▶ [STATED TASK]: Can you pull out every line of the material that contains the word "door", treating uppercase and lowercase as different?

▶ [WORKING DATA]:

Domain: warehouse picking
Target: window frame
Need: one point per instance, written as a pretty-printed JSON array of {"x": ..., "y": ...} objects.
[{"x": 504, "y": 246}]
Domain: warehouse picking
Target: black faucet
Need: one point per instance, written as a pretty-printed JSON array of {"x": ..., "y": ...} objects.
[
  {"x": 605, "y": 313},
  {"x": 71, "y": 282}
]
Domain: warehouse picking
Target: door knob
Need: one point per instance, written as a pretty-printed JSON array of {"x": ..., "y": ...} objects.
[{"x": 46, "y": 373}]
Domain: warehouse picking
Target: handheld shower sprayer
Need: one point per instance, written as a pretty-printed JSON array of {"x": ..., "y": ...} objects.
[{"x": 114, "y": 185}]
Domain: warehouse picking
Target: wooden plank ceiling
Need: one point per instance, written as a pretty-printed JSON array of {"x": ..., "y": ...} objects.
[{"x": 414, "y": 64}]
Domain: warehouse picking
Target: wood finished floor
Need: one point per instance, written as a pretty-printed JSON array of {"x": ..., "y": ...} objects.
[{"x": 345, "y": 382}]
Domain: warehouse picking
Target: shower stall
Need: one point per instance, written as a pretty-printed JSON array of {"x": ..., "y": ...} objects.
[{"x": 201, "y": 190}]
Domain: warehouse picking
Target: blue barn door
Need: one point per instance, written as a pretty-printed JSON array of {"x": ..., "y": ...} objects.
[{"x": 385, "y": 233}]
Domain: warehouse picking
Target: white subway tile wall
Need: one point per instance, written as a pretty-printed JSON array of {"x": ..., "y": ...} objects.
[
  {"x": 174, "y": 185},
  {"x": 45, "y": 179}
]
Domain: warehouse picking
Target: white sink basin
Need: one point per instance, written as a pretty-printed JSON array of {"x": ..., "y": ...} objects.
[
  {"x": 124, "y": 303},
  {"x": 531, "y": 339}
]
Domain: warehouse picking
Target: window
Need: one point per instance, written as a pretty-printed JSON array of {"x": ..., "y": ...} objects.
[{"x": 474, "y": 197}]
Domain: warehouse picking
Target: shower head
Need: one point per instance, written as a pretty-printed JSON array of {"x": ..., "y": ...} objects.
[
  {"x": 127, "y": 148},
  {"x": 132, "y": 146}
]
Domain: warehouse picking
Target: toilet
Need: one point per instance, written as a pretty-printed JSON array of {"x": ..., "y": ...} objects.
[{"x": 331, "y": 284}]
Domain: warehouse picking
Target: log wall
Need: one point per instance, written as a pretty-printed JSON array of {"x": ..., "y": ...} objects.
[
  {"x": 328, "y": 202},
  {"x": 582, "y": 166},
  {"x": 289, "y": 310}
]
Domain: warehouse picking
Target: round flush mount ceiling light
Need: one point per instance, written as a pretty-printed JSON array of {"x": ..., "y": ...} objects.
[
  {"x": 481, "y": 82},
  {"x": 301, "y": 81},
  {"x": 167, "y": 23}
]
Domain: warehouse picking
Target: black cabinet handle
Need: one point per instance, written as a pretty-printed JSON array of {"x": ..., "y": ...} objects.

▶ [OUTPUT OF THE TASK]:
Target: door knob
Target: blue barn door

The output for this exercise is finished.